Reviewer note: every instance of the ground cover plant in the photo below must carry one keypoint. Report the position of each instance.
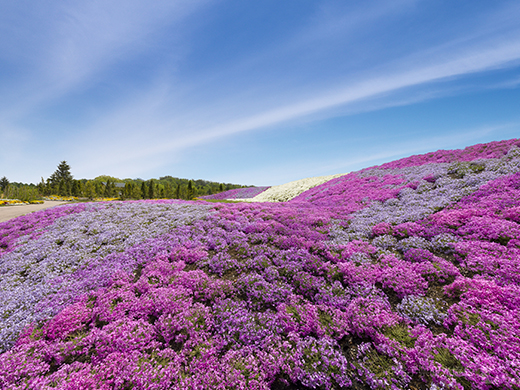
(237, 193)
(405, 275)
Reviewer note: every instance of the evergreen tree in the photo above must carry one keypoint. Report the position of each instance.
(42, 188)
(90, 191)
(61, 179)
(4, 184)
(190, 190)
(144, 190)
(151, 189)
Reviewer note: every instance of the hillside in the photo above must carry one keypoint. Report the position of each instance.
(401, 276)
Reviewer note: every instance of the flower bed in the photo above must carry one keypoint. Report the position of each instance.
(288, 191)
(399, 276)
(237, 194)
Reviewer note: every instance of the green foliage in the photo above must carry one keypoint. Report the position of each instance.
(60, 182)
(445, 358)
(4, 184)
(401, 334)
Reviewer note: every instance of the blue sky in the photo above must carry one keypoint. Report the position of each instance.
(250, 92)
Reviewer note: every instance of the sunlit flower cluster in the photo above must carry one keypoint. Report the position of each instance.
(399, 276)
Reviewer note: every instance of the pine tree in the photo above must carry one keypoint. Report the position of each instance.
(151, 189)
(190, 190)
(90, 191)
(61, 179)
(144, 190)
(4, 184)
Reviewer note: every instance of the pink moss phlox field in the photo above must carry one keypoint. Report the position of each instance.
(30, 224)
(403, 276)
(237, 193)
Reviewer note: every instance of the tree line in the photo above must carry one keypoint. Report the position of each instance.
(62, 183)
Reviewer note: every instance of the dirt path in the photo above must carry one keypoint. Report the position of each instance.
(9, 212)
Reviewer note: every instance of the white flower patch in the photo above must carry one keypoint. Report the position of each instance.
(288, 191)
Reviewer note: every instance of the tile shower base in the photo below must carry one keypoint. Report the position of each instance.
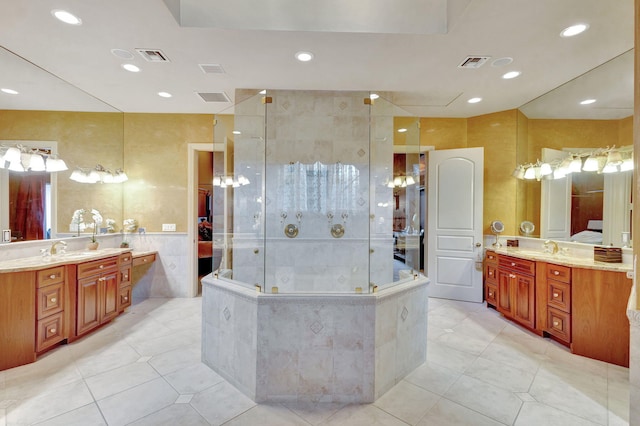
(348, 348)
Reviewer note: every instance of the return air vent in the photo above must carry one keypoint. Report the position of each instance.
(214, 97)
(153, 55)
(474, 62)
(212, 68)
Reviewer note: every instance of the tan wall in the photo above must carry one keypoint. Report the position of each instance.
(84, 140)
(155, 147)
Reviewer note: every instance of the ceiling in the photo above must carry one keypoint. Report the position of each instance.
(409, 53)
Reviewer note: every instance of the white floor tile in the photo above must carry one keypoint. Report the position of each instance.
(492, 401)
(135, 403)
(145, 367)
(221, 403)
(407, 402)
(449, 413)
(126, 377)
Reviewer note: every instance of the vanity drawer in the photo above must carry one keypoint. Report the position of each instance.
(559, 273)
(491, 257)
(523, 266)
(50, 276)
(125, 259)
(559, 295)
(491, 294)
(559, 324)
(144, 260)
(87, 269)
(50, 300)
(491, 273)
(49, 331)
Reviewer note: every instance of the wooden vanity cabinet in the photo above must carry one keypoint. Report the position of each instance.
(125, 287)
(97, 293)
(491, 278)
(516, 289)
(50, 306)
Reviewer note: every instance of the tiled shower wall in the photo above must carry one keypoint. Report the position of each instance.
(307, 131)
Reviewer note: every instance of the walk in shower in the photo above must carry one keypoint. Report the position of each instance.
(317, 297)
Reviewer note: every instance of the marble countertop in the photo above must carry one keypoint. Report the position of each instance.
(68, 258)
(562, 259)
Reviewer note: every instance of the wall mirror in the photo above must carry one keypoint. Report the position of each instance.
(48, 112)
(611, 85)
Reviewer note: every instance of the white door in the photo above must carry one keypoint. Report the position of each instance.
(454, 253)
(555, 202)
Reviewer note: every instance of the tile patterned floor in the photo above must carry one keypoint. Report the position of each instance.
(144, 369)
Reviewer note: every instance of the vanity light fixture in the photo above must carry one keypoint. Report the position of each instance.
(21, 159)
(98, 175)
(225, 181)
(574, 30)
(66, 17)
(511, 74)
(131, 67)
(303, 56)
(602, 160)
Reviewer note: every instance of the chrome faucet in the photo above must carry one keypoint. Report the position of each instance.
(553, 244)
(54, 247)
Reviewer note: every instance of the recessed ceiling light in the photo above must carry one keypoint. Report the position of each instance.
(574, 30)
(511, 74)
(131, 67)
(122, 53)
(66, 17)
(304, 56)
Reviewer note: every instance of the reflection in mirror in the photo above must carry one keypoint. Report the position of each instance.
(557, 120)
(86, 132)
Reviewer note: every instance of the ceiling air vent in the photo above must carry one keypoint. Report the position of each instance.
(153, 55)
(474, 62)
(212, 68)
(214, 97)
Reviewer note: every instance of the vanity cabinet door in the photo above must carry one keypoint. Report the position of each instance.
(524, 300)
(88, 304)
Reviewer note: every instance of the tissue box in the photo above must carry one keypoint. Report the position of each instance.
(607, 254)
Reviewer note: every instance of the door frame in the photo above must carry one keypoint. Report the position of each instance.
(192, 208)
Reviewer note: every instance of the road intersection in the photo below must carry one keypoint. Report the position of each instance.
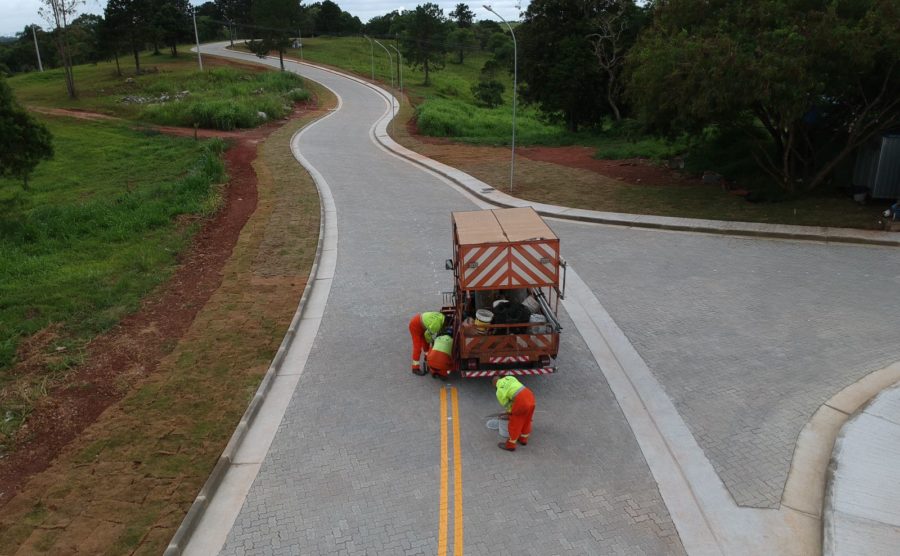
(690, 364)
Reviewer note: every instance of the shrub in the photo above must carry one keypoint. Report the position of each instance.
(488, 93)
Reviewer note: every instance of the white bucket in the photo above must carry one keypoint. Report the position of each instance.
(482, 318)
(504, 428)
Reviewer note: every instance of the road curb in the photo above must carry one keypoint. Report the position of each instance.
(210, 487)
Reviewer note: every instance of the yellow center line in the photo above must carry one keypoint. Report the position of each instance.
(457, 480)
(442, 507)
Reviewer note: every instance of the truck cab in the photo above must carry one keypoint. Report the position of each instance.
(508, 280)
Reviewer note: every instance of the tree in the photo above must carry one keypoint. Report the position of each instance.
(424, 38)
(130, 21)
(461, 40)
(462, 15)
(382, 25)
(171, 19)
(557, 63)
(328, 20)
(24, 141)
(58, 13)
(276, 20)
(615, 32)
(820, 77)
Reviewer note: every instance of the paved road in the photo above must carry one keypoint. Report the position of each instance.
(355, 465)
(747, 337)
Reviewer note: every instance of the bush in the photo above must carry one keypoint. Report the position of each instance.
(488, 93)
(460, 120)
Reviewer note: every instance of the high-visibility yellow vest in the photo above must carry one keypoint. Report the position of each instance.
(444, 344)
(433, 322)
(507, 388)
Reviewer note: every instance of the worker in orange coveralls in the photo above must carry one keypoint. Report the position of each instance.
(519, 404)
(439, 358)
(424, 328)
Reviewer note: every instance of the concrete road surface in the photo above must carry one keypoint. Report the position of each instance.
(743, 338)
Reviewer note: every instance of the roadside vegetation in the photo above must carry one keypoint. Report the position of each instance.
(172, 91)
(187, 410)
(103, 222)
(100, 227)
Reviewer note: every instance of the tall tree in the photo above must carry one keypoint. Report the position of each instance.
(276, 20)
(423, 40)
(615, 30)
(462, 15)
(172, 20)
(556, 60)
(59, 13)
(131, 20)
(461, 40)
(821, 77)
(24, 141)
(328, 20)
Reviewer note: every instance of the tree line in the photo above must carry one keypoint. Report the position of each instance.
(803, 82)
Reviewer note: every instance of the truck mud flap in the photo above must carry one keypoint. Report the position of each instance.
(487, 373)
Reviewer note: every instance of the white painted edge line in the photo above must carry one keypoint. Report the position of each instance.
(495, 197)
(593, 323)
(216, 507)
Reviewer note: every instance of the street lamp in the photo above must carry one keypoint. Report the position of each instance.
(373, 55)
(391, 66)
(399, 67)
(512, 163)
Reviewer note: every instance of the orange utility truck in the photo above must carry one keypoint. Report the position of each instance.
(508, 280)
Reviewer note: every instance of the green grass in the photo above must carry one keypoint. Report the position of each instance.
(447, 108)
(97, 231)
(219, 98)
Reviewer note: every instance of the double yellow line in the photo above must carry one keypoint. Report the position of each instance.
(444, 506)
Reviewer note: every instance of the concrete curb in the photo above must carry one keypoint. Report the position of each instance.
(192, 518)
(860, 513)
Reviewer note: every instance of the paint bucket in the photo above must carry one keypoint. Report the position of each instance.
(539, 324)
(483, 317)
(499, 425)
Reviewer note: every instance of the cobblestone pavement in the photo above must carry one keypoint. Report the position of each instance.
(355, 465)
(748, 337)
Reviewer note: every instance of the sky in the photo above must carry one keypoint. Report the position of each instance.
(16, 14)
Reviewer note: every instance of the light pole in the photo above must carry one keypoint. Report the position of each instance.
(399, 67)
(37, 49)
(391, 66)
(197, 38)
(512, 163)
(373, 55)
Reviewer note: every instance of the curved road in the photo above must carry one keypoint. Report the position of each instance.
(739, 341)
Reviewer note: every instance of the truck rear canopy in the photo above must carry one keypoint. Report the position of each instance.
(505, 249)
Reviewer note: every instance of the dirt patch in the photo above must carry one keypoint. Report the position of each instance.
(72, 113)
(115, 361)
(124, 482)
(134, 346)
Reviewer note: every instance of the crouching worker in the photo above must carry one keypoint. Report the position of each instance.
(423, 328)
(440, 359)
(519, 404)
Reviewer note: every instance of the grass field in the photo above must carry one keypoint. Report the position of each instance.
(97, 230)
(222, 97)
(124, 486)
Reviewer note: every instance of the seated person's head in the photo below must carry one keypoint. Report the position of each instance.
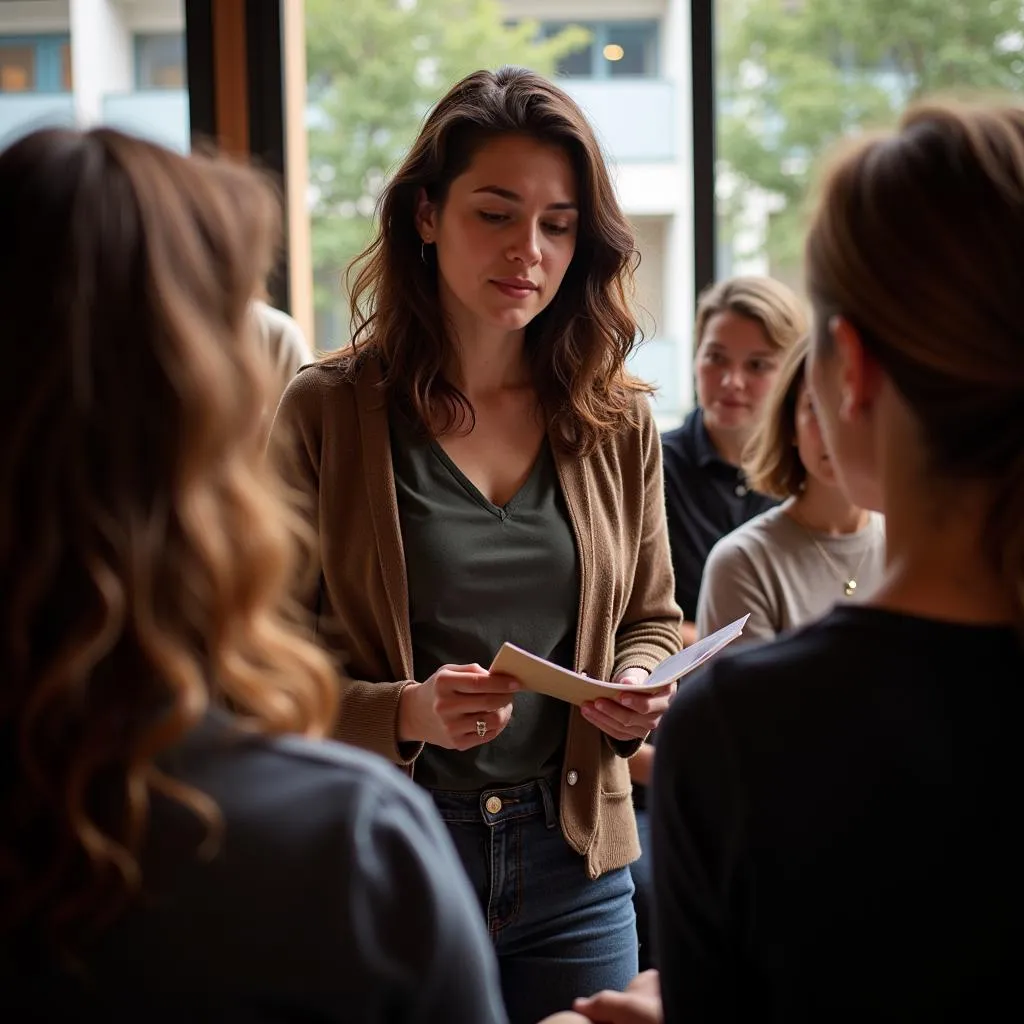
________________
### VOS CONSIGNES
Affichez, s'il vous plaît, toutes les lignes des enregistrements ci-dessus qui contiennent la chaîne « below ». Tenez compte de la casse.

### RÉSULTAT
Reviewer note: every instance of the ground cover plant in the photo below must carry one keypoint. Report the position of each instance.
Reviewer note: every instance of the tile shower base in the photo below must carry one keypoint. Report the position of each instance.
Reviewer note: every instance of the road intersection in the photo below must carry one keypoint. Report the position of each instance.
Reviewer note: every instance of the seated person's head in the photo below must carry one keypoint. Report the position of each instance.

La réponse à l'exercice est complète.